◆ Stated problem: In the article about US tariffs on Sri Lanka, how much did Sri Lanka's total fuel imports amount to in 2024?
begin Text to read
The US tariff rate reduction, from an initial 44% to a subsequent 30% and now to the current 20%, is accompanied by requirements for trade balancing.
The initial 44% rate was introduced based on Sri Lanka’s 88% trade deficit with the US. In 2024, Sri Lanka had a trade surplus of $ 2.6 billion, with exports to the US totalling $ 3 billion and imports from the US amounting to $ 368.2 million.
To reach the current rate and potentially reduce it further, Sri Lanka is exploring ways to address this trade deficit. Engaging in imports from the US is a key part of this strategy, with Sri Lanka even being open to US fuel imports via competitive bidding.
However, the revenue impact of imports from the US in addition to the effects on export revenue due to tariffs has been raised as a key concern. While a precise assessment of the exact impact on revenue is not currently feasible, stakeholders anticipate a considerable impact if the prices of imported goods are not competitive.
Impact will be minimal but not zero
Speaking to The Sunday Morning on revenue impact, Frontier Research Deputy Head of Macroeconomic Research Anjali Hewapathage noted that usually, a tariff implied the textbook impact of an export revenue hit. But in the context of effective tariffs across the globe rising, it implies varied impacts, which get matched off against each other. Hence, she added that the overall quantifiable impact was not very straightforward.
“Sri Lanka’s overall export revenues have been fairly resilient even in the context of tariffs. Sri Lanka doesn’t seem to have done much frontloading compared to East Asia. However, even beyond the expiration of a frontloading window, we think impact will be minimal but not entirely zero. However, we interpret a tariff of 20% as positive news on a comparative basis to peers,” she said.
Hence, she noted that it was a competitive rate whereby overall export revenue could sustain enough resilience, especially given the niche export market that Sri Lankan apparel exports had dominance in.
Recently, it was reported that samples of US-origin West Texas Intermediate (WTI) crude oil were being tested at present in Sri Lanka’s laboratories as part of plans to include it in future petroleum import tenders. With shipping times of approximately three weeks and raised costs as concerns in this regard, early planning by traders is required.
Sri Lanka’s total fuel imports amounted to $ 4.3 billion in 2024, while the monthly oil bill amounts to $ 300-400 million. According to previous statements made by the Government, imports can be considered from the US if it is cost effective.
end Text to read
begin Data section
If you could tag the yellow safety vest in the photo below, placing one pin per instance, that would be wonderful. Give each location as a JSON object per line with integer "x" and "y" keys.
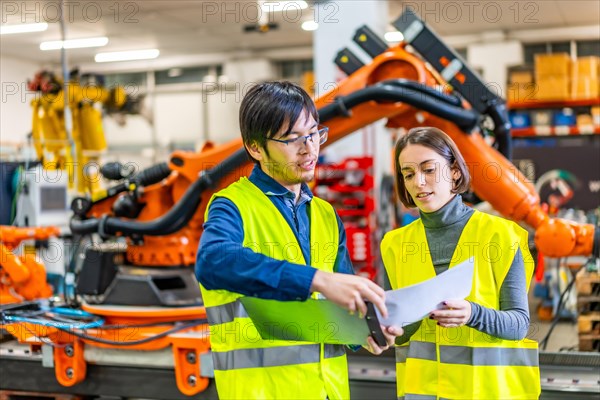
end Data section
◆ Result: Sri Lanka's total fuel imports amounted to $4.3 billion in 2024.